> Data for review
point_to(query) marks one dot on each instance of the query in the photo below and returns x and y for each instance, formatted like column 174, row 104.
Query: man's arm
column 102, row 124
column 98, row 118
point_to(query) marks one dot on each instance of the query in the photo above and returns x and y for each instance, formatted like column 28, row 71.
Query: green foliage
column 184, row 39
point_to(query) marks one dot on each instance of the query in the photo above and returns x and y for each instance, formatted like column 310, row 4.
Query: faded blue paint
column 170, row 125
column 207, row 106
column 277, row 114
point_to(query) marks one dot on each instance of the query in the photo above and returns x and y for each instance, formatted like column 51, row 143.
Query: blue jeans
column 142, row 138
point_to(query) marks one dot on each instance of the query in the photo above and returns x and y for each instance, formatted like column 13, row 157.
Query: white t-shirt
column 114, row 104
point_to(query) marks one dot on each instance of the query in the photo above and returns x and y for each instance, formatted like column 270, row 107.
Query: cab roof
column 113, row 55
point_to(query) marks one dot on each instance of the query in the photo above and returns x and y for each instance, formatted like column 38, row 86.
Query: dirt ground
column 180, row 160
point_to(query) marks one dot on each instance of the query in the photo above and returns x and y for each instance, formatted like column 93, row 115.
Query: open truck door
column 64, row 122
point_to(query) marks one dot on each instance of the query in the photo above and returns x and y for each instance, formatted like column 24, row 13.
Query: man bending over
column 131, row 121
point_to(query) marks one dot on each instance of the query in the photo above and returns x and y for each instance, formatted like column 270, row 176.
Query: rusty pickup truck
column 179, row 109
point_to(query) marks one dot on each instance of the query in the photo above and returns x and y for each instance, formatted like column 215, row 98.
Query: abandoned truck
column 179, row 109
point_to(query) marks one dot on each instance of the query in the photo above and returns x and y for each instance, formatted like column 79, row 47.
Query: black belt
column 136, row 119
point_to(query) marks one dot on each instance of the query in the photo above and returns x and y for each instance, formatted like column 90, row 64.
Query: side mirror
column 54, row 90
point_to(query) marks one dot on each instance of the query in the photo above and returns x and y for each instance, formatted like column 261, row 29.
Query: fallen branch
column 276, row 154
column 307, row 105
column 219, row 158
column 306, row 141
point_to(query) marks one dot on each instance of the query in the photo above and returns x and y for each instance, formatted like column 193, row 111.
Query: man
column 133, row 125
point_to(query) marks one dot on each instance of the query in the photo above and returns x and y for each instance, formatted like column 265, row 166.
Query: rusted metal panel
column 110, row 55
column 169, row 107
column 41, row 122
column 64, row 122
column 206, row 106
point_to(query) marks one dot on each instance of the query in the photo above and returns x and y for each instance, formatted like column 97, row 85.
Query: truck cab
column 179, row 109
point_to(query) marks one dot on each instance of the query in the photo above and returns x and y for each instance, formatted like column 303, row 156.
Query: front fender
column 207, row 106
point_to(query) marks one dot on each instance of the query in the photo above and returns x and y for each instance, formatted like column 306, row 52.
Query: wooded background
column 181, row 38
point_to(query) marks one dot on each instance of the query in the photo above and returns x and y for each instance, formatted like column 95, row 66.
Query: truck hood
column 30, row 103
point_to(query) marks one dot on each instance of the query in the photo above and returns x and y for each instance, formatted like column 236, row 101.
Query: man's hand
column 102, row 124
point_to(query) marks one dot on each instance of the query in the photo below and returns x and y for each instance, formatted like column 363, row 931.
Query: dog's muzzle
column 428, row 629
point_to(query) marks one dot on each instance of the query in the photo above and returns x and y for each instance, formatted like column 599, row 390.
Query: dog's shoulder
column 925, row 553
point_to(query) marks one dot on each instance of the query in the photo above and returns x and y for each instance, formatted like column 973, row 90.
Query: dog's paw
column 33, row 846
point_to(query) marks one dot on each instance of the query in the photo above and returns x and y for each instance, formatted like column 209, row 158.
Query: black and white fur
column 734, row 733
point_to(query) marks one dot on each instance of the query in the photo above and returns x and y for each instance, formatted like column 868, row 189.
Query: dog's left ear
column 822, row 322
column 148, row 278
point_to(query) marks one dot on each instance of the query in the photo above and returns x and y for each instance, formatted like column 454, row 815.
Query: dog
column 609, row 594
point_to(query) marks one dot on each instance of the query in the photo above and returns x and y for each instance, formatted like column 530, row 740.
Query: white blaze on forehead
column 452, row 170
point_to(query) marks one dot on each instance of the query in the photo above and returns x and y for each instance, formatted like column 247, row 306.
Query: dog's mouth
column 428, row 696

> Task goal
Without altering anything, print all of the data again.

> Result of the task
point_to(query) marks one dot on each instance of the query in the photo below and returns x and y for each instance, formatted like column 174, row 104.
Query: man's arm
column 102, row 124
column 98, row 118
point_to(query) marks one dot on each instance of the query in the photo above and returns x and y for each instance, formatted like column 28, row 71.
Query: green foliage
column 184, row 39
point_to(query) marks one dot on each instance of the query in the photo above and returns x and y for each instance, formatted like column 310, row 4.
Query: faded blue paint
column 170, row 125
column 207, row 106
column 277, row 114
point_to(query) marks one dot on each instance of the query in the photo above and returns x and y for each instance, formatted like column 51, row 143.
Query: blue jeans
column 142, row 138
point_to(query) marks one dot on each instance of the query in the photo above and returns x and y for each instance, formatted like column 13, row 157.
Query: white t-shirt
column 114, row 104
point_to(query) marks one dot on each instance of the query in the photo above and returns x and y for each instance, formatted like column 270, row 107.
Query: cab roof
column 113, row 55
point_to(query) marks one dot on each instance of the query in the photo above and returns x and y for each instance, formatted like column 38, row 86.
Query: dirt ground
column 180, row 160
point_to(query) marks one dot on each instance of the query in the photo above and returns x and y for each instance, formatted like column 93, row 115.
Query: open truck door
column 64, row 122
point_to(query) marks one dot on each instance of the query in the photo above and returns x and y for each instance, formatted like column 24, row 13.
Query: man bending over
column 131, row 121
point_to(query) marks one dot on each instance of the query in the photo above and returns x and y for each instance, formatted like column 270, row 176.
Query: rusty pickup truck
column 179, row 109
point_to(query) marks one dot on each instance of the query in the photo above and returns x and y for each instance, formatted like column 215, row 98.
Query: abandoned truck
column 179, row 109
point_to(query) marks one dot on each instance of the query in the photo above and returns x and y for each instance, formatted like column 79, row 47.
Query: black belt
column 136, row 119
point_to(query) marks one dot on each instance of the query in the photo above and returns x and y for each instance, formatted like column 90, row 64.
Query: side mirror
column 54, row 90
point_to(query) marks one dot on each instance of the query in the photo above and returns x and y for each instance, formatted like column 261, row 29.
Query: fallen branch
column 276, row 154
column 307, row 105
column 219, row 158
column 306, row 141
point_to(query) marks one dot on each instance of the query in the photo above and returns x and y for each instance, formatted like column 193, row 111.
Query: man
column 133, row 125
point_to(query) marks one dot on each instance of the query in the photo above and returns x and y for each instance, formatted like column 265, row 166.
Query: rusted metal panel
column 110, row 55
column 169, row 107
column 41, row 122
column 64, row 122
column 206, row 106
point_to(query) marks one dot on each instance of the query in the photo above and returns x and y for each instance, formatted like column 97, row 85.
Query: truck cab
column 179, row 109
point_to(query) marks one dot on each instance of the query in the photo above and returns x and y for each instance, formatted like column 303, row 156.
Query: front fender
column 207, row 106
point_to(query) marks one dot on each instance of the query in the photo above and returns x and y for each instance, formatted like column 306, row 52.
Query: wooded background
column 181, row 38
point_to(query) marks one dot on each instance of the query in the photo above and returns x and y for each instance, formatted like column 95, row 66.
Query: truck hood
column 30, row 103
point_to(query) marks one dot on each instance of the query in the photo above and returns x and y for each instance, formatted like column 236, row 101.
Query: man's hand
column 102, row 124
point_to(query) marks one dot on each instance of the query in the photo below and returns x and y for each instance, formatted like column 363, row 931.
Query: dog's muzzle
column 428, row 629
point_to(query) marks one dot on each instance of the query in the photo above and returns x and y for each instance, formatted like column 599, row 390.
Query: dog's shoulder
column 925, row 553
point_to(query) marks one dot on each instance of the query in the photo above and returns x and y for each instance, formatted like column 973, row 90.
Query: dog's paw
column 33, row 846
point_to(query) marks one dot on each instance of the query in the photo above and returns x and y for each instance, formatted like column 209, row 158.
Query: black and white fur
column 734, row 733
point_to(query) marks one dot on each instance of the query in the photo above and returns x and y for each instance, formatted like column 868, row 189.
Query: dog's left ear
column 822, row 322
column 148, row 278
point_to(query) marks one dot on each instance of the query in the photo above and returns x and y for each instance, formatted like column 454, row 815.
Query: dog
column 609, row 594
point_to(query) marks one dot on each instance of the query in the photo above and returns x and y for each instance, formatted like column 530, row 740.
Query: white blaze on forehead
column 452, row 170
point_to(query) marks one dot on each instance of the query in the photo above and returns x and y for each instance, formatted like column 247, row 306.
Query: dog's mouth
column 428, row 696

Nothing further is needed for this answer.